THE PROBLEM:
Reproduce verbatim the lines of the listing from the line containing "of the ringed" through the line containing "<point>510,225</point>", both included.

GIVEN ENTRIES:
* * * * * * *
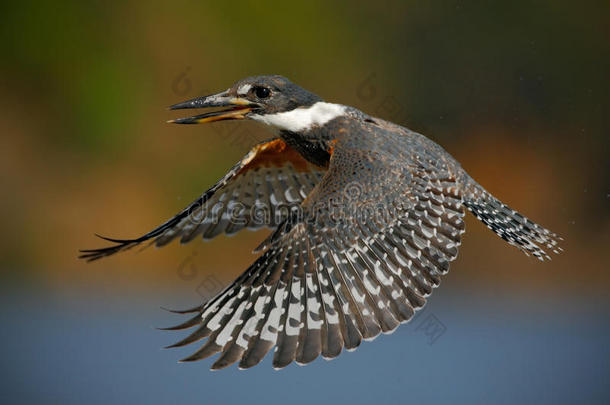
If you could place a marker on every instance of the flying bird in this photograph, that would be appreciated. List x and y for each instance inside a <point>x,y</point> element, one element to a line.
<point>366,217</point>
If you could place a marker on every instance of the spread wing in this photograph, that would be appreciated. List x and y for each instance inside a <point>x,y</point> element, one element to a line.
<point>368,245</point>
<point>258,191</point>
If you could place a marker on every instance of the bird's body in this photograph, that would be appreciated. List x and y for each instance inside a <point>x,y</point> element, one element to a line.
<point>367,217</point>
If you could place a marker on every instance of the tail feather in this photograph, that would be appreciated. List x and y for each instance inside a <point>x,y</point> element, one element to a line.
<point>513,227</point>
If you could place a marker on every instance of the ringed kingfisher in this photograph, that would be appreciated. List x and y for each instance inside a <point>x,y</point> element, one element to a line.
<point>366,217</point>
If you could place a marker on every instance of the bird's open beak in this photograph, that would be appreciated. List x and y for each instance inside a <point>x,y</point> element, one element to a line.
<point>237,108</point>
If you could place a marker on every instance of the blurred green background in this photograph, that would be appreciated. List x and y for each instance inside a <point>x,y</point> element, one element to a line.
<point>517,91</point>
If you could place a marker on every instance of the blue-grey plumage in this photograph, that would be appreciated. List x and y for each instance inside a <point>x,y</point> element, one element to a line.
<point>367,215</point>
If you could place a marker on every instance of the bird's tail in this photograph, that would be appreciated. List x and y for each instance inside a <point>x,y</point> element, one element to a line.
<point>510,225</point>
* * * * * * *
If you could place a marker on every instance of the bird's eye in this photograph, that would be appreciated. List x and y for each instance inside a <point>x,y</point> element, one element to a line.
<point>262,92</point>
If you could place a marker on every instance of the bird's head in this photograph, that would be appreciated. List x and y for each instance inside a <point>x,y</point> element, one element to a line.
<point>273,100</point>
* * * * * * *
FINISHED EXERCISE:
If you could place a marker on every instance of the ringed kingfisher in this photograph, that would be appreciated. List x and y for each instance inside a <point>x,y</point> element, one element to a line.
<point>366,217</point>
If you could place a marker on every instance of the bird's open beak in this photograph, that would be appreciated. List x and y for each instance inside a <point>x,y</point> element, one element to a line.
<point>237,108</point>
If you could place a marker on every instance of the blurred green background in this photograph, that would be appreciated. List x and y for each instance inside a <point>x,y</point> element, one element to a line.
<point>517,91</point>
If you could place a marker on every instance of the blue-grey plumage in this photograph, that would be appreciated. List x and y for each instance inside a <point>x,y</point> element, one element to a line.
<point>367,215</point>
If you could place a marker on every instance of the bird's tail in this photograph, that would be appreciated. List x and y for each instance inside a <point>x,y</point> element, one element to a line.
<point>510,225</point>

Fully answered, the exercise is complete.